* [WHAT YOU NEED TO DO]:
(1) From the Matthew Le Nevez profile below, list every character he is said to have played, each with the series it comes from.
(2) Using the Matthew Le Nevez profile below, decide whether each statement agrees with it. Give yes or no with the deciding words quoted exactly.
(a) He graduated in 1999.
(b) He was accepted into NIDA at age 18.
(c) He has three children.
(3) According to the Matthew Le Nevez profile below, what degree did he earn from the National Institute of Dramatic Art?

* [SELECTED TEXT]:
- Born: 10 January 1979 (age 47) Canberra, Australian Capital Territory, Australia
- Education: National Institute of Dramatic Art (BFA)
- Occupation: Actor
- Years active: 2000–present
- Partner: Michelle Smith
- Children: 2

= Matthew Le Nevez =

Australian actor (born 1979)

Matthew Le Nevez (born 10 January 1979) is an Australian actor. He is best known for his roles as Doctor Patrick Reid in the TV series Offspring, Detective Brian Dutch in the Tasmanian Gothic sci-fi television show The Kettering Incident and Agent Cal Isaac in the thriller drama series Absentia. He also played the role of Jim Marsh in the Australian series, Love Child.

==Early life ==
Le Nevez was born in Canberra, Australian Capital Territory (ACT) in 1979 and attended The French-Australian Preschool, Telopea Park School and St Edmund's College, Canberra before being accepted into NIDA aged 17. He graduated in 1999.

(Point annotation records)
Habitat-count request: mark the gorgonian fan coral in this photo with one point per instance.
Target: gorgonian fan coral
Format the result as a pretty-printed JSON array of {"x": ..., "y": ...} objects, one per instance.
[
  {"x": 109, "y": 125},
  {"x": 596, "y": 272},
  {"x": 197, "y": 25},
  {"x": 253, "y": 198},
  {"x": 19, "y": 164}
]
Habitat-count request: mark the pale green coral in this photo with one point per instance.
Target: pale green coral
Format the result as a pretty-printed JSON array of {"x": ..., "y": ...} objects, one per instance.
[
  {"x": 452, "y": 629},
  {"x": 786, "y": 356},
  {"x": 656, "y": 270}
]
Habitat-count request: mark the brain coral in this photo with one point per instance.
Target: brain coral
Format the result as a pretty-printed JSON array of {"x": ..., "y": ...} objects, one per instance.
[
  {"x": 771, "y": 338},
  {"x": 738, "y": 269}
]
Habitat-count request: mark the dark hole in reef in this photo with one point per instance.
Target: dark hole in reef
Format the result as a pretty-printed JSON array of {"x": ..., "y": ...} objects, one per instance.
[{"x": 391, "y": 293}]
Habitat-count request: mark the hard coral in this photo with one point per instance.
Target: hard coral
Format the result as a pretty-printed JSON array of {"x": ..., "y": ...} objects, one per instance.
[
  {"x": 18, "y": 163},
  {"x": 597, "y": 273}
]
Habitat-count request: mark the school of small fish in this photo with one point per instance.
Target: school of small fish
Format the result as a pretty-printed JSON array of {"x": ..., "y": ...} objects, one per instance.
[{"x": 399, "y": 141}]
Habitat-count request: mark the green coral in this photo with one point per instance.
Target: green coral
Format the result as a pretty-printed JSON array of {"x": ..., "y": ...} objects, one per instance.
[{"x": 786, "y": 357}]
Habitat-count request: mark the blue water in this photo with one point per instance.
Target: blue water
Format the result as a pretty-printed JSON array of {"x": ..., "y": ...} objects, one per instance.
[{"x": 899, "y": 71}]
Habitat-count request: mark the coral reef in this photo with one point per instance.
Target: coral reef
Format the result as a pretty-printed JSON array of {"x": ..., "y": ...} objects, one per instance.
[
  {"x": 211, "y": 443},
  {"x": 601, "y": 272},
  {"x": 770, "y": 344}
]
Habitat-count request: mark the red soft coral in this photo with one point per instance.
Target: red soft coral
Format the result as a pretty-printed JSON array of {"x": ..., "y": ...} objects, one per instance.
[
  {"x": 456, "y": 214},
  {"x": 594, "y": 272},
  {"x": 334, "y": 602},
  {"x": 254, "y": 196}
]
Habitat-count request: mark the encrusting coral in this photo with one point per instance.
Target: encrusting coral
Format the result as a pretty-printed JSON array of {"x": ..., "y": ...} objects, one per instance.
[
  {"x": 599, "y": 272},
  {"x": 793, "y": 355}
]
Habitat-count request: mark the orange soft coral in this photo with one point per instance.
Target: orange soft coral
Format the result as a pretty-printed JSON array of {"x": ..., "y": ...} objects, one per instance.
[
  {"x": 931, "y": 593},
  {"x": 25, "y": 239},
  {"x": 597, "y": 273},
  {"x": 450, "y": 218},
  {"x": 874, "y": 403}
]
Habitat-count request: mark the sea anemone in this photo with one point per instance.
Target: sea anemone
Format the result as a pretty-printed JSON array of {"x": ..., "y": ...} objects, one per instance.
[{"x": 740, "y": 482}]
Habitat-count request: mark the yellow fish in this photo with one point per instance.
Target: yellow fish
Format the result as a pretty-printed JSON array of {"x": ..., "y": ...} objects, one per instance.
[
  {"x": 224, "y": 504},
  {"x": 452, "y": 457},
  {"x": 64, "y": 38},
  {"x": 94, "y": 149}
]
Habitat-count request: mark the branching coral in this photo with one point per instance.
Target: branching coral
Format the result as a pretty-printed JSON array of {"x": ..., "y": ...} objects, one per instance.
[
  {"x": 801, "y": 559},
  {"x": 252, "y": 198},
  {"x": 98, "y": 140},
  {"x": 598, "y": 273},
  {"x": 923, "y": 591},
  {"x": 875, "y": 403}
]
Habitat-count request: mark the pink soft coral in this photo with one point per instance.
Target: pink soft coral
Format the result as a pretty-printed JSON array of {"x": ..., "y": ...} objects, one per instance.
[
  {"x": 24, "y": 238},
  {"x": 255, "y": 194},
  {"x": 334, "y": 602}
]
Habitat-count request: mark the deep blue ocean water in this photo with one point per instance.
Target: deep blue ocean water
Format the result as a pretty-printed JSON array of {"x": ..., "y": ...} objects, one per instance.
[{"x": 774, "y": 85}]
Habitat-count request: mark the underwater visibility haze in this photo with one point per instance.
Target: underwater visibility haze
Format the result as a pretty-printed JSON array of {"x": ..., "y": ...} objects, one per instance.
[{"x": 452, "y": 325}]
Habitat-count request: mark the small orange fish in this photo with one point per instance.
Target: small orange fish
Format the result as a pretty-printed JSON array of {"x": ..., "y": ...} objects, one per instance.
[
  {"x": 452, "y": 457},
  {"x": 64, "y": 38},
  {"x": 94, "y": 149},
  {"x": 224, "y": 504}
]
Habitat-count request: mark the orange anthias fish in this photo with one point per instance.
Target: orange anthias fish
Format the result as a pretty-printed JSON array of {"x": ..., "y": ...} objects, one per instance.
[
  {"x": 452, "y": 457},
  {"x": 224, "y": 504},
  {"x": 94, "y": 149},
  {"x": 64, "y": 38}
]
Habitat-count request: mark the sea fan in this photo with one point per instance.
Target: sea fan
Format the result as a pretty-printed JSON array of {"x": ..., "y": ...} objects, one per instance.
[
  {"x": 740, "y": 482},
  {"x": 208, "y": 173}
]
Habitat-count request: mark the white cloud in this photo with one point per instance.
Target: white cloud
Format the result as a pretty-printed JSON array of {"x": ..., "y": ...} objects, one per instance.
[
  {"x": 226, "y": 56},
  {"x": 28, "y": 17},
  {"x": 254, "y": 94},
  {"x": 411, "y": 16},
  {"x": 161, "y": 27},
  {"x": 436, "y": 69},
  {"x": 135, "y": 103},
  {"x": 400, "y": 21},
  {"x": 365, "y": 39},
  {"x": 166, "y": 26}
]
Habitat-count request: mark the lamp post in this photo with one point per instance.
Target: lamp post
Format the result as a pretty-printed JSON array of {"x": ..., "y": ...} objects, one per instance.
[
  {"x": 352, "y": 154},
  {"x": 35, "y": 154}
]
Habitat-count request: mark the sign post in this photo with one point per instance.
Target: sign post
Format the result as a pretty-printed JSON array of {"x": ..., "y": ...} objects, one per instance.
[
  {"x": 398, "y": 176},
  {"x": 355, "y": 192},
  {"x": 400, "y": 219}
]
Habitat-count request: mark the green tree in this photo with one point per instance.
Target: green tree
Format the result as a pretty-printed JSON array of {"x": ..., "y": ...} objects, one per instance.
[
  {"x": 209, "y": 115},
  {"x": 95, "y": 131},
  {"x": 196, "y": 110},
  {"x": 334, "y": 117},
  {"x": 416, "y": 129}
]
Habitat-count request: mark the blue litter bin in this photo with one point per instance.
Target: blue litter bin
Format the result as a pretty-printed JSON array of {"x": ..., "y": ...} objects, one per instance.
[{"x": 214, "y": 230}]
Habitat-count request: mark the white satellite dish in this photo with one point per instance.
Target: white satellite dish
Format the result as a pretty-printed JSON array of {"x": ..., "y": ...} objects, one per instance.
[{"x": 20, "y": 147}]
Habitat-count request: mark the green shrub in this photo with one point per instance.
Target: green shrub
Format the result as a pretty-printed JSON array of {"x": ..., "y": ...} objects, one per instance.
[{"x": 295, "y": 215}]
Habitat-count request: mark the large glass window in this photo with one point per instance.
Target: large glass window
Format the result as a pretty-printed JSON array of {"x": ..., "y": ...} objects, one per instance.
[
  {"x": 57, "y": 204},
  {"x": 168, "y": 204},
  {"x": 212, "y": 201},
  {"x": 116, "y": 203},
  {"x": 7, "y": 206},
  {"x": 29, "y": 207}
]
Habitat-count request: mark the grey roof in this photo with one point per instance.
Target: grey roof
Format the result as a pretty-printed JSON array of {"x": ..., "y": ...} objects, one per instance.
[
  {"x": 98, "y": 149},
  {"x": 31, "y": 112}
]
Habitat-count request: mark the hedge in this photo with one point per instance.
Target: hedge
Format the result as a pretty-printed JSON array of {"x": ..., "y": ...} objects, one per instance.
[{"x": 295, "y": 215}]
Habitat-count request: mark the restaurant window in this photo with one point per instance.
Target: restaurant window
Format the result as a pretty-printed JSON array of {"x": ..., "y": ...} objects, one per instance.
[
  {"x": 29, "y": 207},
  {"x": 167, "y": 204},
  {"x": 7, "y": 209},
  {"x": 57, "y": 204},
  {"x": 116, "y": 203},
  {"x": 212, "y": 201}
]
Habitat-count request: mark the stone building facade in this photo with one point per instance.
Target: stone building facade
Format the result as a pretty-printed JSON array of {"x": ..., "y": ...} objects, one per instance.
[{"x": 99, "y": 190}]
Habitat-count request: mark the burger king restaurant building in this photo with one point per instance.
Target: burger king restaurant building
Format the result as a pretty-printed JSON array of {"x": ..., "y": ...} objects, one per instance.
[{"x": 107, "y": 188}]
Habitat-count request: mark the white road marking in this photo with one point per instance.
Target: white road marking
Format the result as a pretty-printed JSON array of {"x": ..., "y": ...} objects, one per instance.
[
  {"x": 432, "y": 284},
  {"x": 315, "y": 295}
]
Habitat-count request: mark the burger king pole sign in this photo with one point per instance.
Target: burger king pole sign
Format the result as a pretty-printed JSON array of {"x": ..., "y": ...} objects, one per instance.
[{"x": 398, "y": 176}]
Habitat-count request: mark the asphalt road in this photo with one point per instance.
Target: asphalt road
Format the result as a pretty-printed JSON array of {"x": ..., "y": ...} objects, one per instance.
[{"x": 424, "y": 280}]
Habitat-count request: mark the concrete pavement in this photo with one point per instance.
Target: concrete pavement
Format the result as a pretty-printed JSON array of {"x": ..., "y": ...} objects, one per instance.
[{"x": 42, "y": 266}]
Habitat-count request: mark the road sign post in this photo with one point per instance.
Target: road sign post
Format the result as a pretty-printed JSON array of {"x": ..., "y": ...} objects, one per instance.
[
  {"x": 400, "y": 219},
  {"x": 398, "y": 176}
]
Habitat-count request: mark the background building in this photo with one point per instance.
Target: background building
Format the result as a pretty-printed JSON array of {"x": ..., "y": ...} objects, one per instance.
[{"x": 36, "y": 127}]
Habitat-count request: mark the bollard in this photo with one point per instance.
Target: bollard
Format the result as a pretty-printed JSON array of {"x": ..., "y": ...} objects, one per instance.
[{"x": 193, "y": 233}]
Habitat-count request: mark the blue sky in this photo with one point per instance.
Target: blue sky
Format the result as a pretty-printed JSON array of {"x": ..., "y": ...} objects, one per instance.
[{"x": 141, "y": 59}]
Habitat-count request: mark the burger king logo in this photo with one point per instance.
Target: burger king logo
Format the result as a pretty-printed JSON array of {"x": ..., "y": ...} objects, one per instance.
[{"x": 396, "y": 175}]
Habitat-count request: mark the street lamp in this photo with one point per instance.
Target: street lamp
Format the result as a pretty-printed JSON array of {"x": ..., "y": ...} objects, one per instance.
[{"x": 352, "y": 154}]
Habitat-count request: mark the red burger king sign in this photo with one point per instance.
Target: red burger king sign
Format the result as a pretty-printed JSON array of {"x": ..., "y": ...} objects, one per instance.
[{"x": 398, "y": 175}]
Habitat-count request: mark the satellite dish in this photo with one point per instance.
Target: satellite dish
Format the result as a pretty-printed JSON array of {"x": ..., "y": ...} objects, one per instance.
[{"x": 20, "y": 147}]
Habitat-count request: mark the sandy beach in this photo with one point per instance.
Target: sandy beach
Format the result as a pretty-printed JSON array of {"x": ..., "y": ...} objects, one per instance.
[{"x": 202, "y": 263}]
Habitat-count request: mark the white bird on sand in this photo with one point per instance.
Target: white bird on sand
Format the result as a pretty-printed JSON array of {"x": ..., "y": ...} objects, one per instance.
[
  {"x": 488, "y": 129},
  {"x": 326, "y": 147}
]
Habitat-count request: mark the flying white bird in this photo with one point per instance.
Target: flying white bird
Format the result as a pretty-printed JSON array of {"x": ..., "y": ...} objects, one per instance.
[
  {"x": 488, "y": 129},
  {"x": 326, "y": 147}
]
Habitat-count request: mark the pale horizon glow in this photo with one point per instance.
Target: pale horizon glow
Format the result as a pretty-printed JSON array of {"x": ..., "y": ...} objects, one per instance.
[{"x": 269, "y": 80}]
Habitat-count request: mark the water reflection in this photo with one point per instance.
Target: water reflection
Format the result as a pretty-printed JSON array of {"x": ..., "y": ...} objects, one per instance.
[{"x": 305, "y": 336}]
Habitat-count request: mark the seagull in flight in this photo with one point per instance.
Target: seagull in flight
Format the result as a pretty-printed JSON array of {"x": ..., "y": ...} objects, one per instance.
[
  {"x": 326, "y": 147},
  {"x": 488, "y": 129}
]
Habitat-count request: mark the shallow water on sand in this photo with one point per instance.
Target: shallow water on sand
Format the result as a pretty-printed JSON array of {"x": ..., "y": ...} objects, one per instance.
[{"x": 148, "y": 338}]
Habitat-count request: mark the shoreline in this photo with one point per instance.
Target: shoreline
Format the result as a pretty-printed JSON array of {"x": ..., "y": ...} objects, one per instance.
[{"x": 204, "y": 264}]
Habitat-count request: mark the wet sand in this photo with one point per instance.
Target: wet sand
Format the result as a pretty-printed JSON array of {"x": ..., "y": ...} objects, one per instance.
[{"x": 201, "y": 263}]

* [FULL SOLUTIONS]:
(1)
- Doctor Patrick Reid in Offspring
- Detective Brian Dutch in The Kettering Incident
- Agent Cal Isaac in Absentia
- Jim Marsh in Love Child

(2)
(a) Yes: "He graduated in 1999."
(b) No: "before being accepted into NIDA aged 17"
(c) No: "Children: 2"

(3) A BFA.